[Math] Hessian of Loss function ( Applying Newton’s method in Logistic Regression )

Question

If Cost function is L ,
$$ L=−(\frac{1}{m})(y(log(h(x))+(1−y)( log(1−h(x) ) ) $$
$$ h(x)=\frac{1}{1+e^{-(w^{T}x+b)}} $$
First order partial deriavative of L with respect to w is ,
$$\frac{\partial L}{\partial w} = – ( \frac{1}{m} ) ( h(w) – y )x $$
Question :
how do i find the second order partial derivative of L with respect to w ?, that is $$ \frac{\partial ^{2}L}{\partial w^{2}}$$
So that i can compute the error gradient by using Newton's method and update Weights $ w $, like this
$$ w_{new} = w_{old} – (\frac{\partial ^{2}L}{\partial w^{2}})^{-1} \ ( \frac{\partial L}{\partial w}) $$
Am just trying to figure out how Newton's method works with logistic regression.

Answer 1

It is not so clear that you get these concepts.

You should clarify inputs and outputs. What you seem to have done is calculated second derivative of a scalar valued function of one variable. In other words : $$\mathbb R^{1} \to \mathbb R^{1}$$ function. Jacobians take all different partial differentials with respect to all different input variables. For a function $$\cases{x \in \mathbb R^n\\f(x) \in \mathbb R^m}$$

you get an output that is a $n\times m$ matrix.

For a Hessian to be a matrix we would need for a function $f(x)$ to be $$\mathbb R^{n} \to \mathbb R^{1}$$

the more general case

$$\mathbb R^{n} \to \mathbb R^{m}$$

it will be a 3 indexed tensor.

Input data:

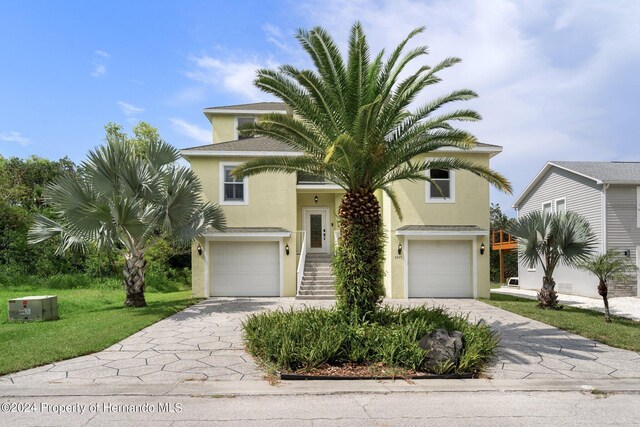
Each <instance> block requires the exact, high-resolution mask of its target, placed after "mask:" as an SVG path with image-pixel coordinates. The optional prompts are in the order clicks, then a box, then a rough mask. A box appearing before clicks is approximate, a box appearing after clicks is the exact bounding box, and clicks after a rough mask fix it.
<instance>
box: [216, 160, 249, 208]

Task item: Please explain why, according to the forum thread on Newton's method in logistic regression, the asker wants the second-order partial derivative of L with respect to w.

Answer box: The asker wants it in order to apply Newton's method and update the weights w, using the rule w_new = w_old − (∂²L/∂w²)⁻¹ (∂L/∂w). The second derivative is the term that gets inverted in that update. The asker says the goal is to figure out how Newton's method works with logistic regression.